EXERCISE DIRECTIONS:
Translate this sentence from the ontology text below into Spanish: "In graph-hybrid, important ontology concepts like HAS_ALIAS were lost because the LLM didn't discover them from samples."

TEXT SECTION:
Key advantage: All ontology concepts guaranteed in schema. LLM can only add, not replace.

Why this exists: In graph-hybrid, important ontology concepts like HAS_ALIAS were lost because the LLM didn't discover them from samples. ontology-first ensures nothing is lost.

Pros: - All ontology concepts preserved - LLM can still discover new patterns - Expert domain knowledge takes priority

Cons: - May include unused ontology concepts - Requires well-defined ontology

Use when: You have a complete ontology and can't afford to lose any concepts.

Decision Flowchart¶

Do you have an ontology?
│
├─► No
│   │
│   └─► Do you need consistent types?
│       │
│       ├─► No → Use `none` (quick prototyping)
│       │
│       └─► Yes → Use `llm` (automatic discovery)
│
└─► Yes
    │
    └─► Is the ontology complete/authoritative?

SUPPLIED MATERIAL:
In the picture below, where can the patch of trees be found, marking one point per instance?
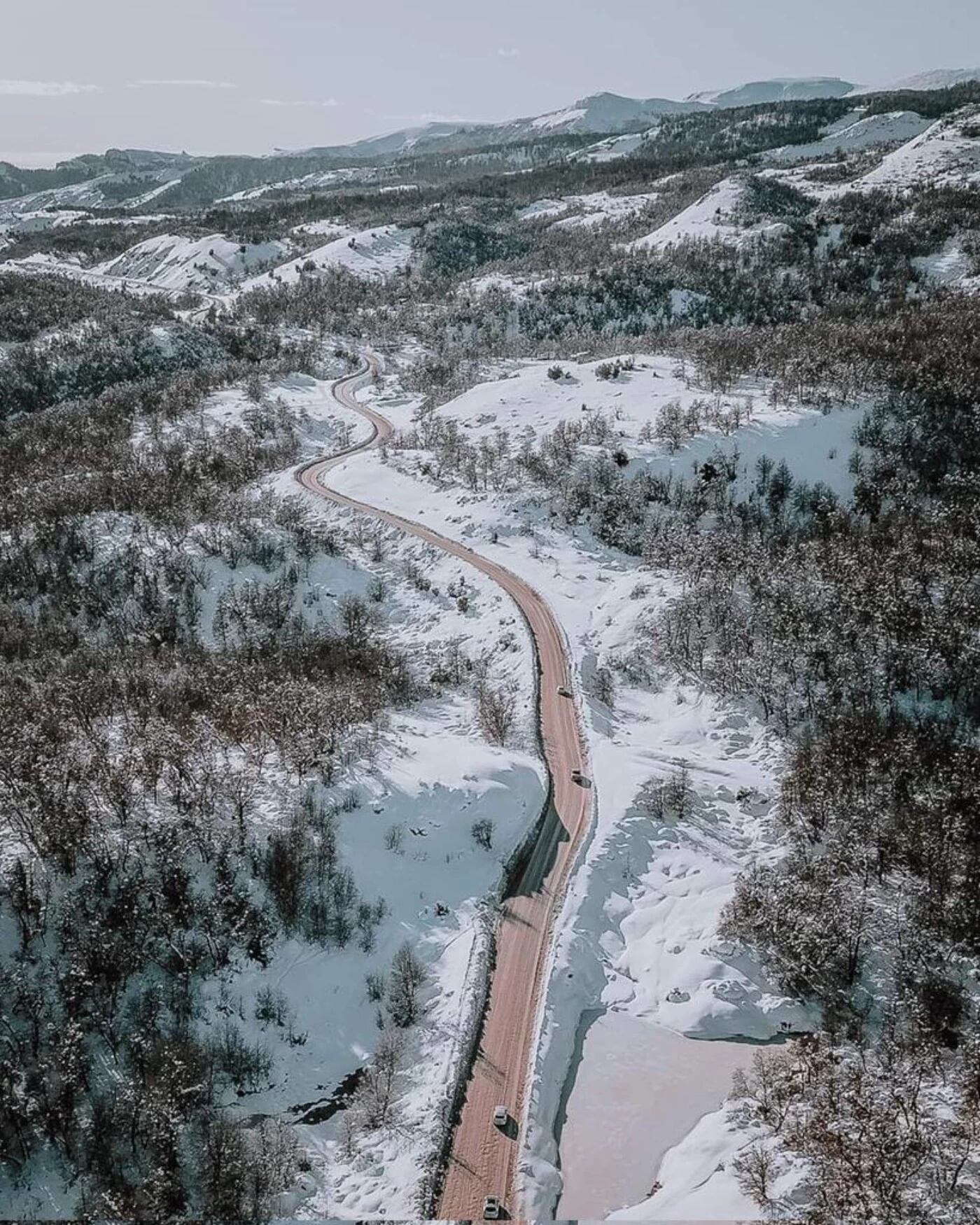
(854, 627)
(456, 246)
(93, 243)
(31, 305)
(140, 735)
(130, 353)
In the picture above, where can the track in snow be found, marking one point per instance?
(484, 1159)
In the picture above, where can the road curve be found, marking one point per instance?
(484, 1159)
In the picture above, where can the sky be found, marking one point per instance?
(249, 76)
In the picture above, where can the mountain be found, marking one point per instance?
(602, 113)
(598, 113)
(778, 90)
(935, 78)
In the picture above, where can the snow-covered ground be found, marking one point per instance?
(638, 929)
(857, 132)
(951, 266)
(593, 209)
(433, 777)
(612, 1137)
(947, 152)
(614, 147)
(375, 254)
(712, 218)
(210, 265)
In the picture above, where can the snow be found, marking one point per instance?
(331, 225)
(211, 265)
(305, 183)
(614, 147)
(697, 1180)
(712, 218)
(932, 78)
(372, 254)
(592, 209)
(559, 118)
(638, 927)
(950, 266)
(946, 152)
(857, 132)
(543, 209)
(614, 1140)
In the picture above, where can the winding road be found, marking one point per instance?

SOLUTION TO THE PROBLEM:
En graph-hybrid, conceptos importantes de la ontología como HAS_ALIAS se perdieron porque el LLM no los descubrió a partir de las muestras.